Your task:
Please return, word for word, the stretch of the gmail-crypt email below from "Webmail vs Messaging" through "mail services.".

Page extract:
══════════════════════════════

Replacing FireGPG was one of my motivating factors for starting work on
gmail-crypt. I still see that as an end goal.

I know a few other people who might be interested in helping drive this to
completion. What kind of support would RFA be willing to offer? I would
also need to know more about the expectations for services. A couple of
questions to consider:

Webmail vs Messaging
Webmail services are all different but similar (we can grab message
content, email addresses from the composition page which is exclusively for
sending).
Messaging services are a bit different -- I'm not sure if this is intended
to be facebook chat (which is essentially XMPP wrapped in a browser
sessions -- OTR could be a better fit for this than OpenPGP) or facebook
messaging. Facebook provides an API that allows us to read messages
externally but not one to write. The reason an API would be useful here is
that facebook is constantly changing their page, and batch testing is
constantly happening on different users. This means it is harder to use a
content script in the same style we can use it for the more established web
mail services.

══════════════════════════════

Records drawn from a collection:
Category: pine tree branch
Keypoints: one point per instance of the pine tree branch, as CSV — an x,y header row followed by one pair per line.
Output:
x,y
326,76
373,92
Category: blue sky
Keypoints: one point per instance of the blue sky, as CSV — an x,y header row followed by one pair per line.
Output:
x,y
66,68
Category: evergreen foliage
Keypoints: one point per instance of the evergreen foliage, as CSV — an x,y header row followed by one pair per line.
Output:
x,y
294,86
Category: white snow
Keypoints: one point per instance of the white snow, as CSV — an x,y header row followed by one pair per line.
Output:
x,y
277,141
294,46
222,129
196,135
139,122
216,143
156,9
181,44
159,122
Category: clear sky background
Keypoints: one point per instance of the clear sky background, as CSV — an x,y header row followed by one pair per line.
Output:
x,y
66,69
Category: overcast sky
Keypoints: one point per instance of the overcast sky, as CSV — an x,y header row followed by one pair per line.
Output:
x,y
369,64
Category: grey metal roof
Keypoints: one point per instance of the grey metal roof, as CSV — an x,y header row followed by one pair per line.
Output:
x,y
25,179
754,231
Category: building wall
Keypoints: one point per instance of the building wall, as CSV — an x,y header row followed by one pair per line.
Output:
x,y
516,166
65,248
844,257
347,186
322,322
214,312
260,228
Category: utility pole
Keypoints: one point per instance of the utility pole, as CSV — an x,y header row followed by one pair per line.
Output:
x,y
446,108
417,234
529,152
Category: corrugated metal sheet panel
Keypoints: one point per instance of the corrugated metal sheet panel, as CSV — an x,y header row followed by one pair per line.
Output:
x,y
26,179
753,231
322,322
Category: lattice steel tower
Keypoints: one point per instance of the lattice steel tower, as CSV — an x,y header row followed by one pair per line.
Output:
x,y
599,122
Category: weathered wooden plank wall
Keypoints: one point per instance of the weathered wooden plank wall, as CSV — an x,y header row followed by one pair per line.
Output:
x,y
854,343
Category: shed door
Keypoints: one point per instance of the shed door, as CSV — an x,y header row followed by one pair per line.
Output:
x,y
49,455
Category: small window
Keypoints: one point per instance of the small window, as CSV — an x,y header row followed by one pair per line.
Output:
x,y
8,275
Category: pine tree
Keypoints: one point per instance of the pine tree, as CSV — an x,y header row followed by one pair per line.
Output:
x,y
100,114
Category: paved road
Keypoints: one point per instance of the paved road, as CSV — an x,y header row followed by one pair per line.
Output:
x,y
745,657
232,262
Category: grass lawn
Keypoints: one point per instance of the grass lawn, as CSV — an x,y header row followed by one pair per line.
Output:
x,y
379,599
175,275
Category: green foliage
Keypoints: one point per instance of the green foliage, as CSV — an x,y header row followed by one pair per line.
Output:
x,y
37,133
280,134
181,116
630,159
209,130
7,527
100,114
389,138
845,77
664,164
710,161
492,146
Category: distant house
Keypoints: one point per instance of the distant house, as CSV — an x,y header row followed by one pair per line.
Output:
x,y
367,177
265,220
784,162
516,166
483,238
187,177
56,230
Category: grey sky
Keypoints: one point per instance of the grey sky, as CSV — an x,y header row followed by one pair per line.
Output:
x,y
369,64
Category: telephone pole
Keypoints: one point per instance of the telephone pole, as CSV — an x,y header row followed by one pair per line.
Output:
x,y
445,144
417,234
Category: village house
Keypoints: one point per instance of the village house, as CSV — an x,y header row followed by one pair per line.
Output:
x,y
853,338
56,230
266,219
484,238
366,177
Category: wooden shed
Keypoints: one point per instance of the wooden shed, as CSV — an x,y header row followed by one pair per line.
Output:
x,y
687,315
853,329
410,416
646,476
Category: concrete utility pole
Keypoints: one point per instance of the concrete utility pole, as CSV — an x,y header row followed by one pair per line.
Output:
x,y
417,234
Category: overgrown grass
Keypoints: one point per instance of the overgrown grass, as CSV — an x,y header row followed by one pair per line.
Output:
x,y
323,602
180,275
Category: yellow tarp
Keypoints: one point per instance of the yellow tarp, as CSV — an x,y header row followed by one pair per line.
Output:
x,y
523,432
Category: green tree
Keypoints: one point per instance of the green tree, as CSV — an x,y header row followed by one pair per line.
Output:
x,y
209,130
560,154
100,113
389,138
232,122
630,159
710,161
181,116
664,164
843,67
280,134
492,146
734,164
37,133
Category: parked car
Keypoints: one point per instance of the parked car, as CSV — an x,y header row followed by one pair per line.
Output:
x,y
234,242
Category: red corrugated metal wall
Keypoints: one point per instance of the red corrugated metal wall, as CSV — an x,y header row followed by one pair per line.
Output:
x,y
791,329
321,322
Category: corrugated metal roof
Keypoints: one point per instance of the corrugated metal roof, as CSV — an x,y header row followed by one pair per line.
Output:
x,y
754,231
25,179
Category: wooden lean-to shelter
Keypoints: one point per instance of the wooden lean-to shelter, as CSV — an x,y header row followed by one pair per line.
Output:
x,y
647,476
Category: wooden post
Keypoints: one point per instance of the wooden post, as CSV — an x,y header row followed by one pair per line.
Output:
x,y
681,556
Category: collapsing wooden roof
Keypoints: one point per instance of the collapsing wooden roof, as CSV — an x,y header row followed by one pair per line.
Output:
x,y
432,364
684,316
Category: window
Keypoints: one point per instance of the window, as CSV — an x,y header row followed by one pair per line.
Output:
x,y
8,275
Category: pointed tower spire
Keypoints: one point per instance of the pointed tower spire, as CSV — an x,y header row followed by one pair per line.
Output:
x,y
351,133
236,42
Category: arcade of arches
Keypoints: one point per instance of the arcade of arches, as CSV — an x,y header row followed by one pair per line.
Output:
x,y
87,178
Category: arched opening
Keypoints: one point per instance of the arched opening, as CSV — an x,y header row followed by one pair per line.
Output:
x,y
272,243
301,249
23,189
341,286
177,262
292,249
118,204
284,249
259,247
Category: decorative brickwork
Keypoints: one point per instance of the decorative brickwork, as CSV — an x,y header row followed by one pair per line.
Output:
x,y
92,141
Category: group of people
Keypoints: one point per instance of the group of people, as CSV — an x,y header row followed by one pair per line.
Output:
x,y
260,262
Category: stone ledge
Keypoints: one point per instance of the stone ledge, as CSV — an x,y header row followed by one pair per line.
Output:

══════════════════════════════

Problem solution:
Webmail vs Messaging
Webmail services are all different but similar (we can grab message
content, email addresses from the composition page which is exclusively for
sending).
Messaging services are a bit different -- I'm not sure if this is intended
to be facebook chat (which is essentially XMPP wrapped in a browser
sessions -- OTR could be a better fit for this than OpenPGP) or facebook
messaging. Facebook provides an API that allows us to read messages
externally but not one to write. The reason an API would be useful here is
that facebook is constantly changing their page, and batch testing is
constantly happening on different users. This means it is harder to use a
content script in the same style we can use it for the more established web
mail services.